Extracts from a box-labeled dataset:
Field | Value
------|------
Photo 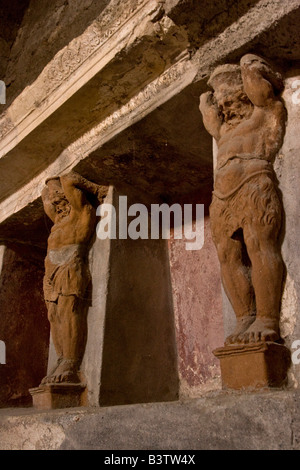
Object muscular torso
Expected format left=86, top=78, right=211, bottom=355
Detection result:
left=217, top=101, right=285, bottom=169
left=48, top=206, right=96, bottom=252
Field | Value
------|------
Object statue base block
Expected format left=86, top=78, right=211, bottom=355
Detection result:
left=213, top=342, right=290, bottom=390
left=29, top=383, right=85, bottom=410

...

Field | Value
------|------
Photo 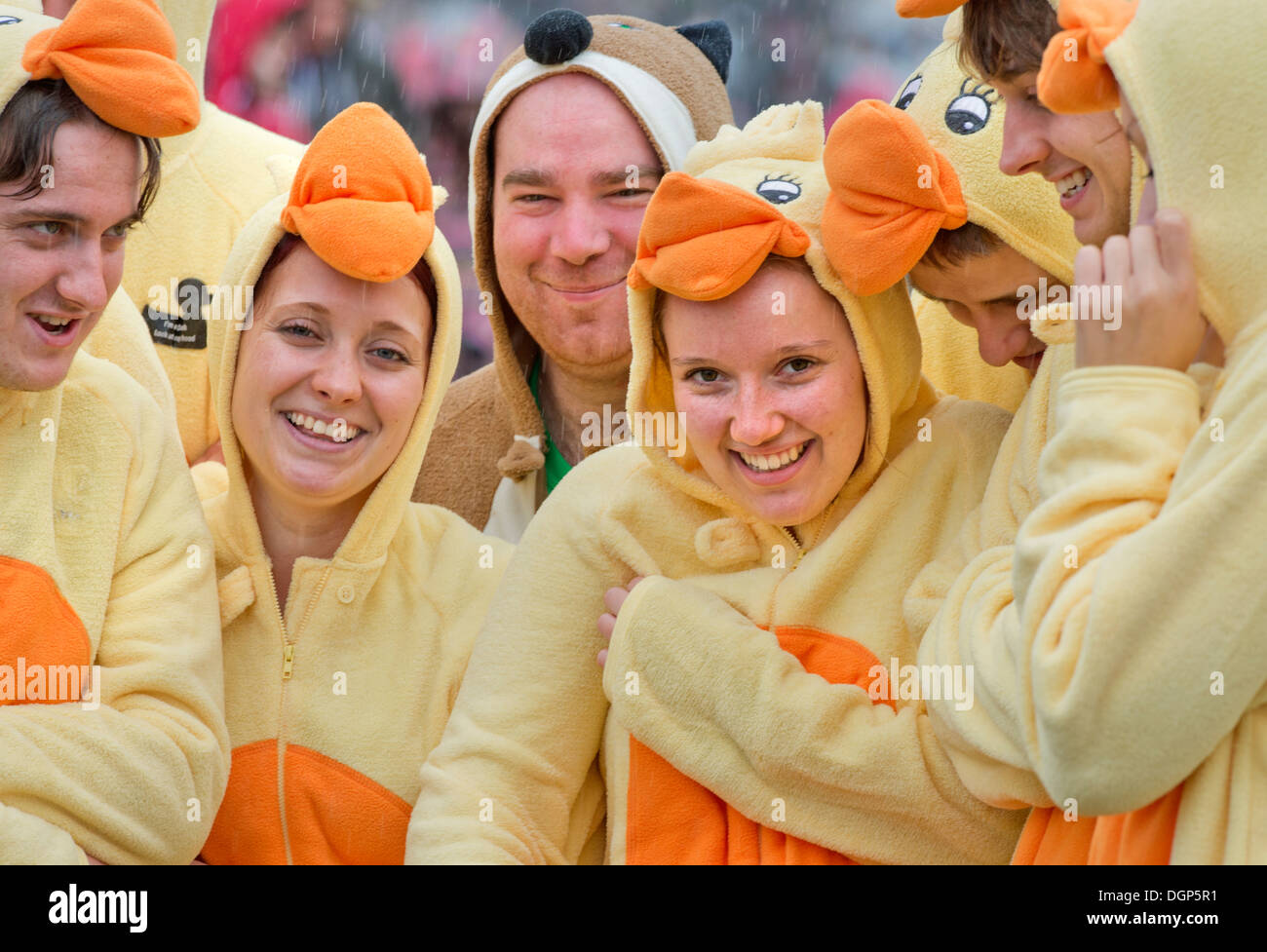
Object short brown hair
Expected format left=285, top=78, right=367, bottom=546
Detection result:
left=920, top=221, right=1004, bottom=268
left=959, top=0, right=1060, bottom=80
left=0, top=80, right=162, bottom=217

# Goal of the exercise
Please count the lines in the data above that contain the string "bottom", with case counting. Give only the number.

# Task response
10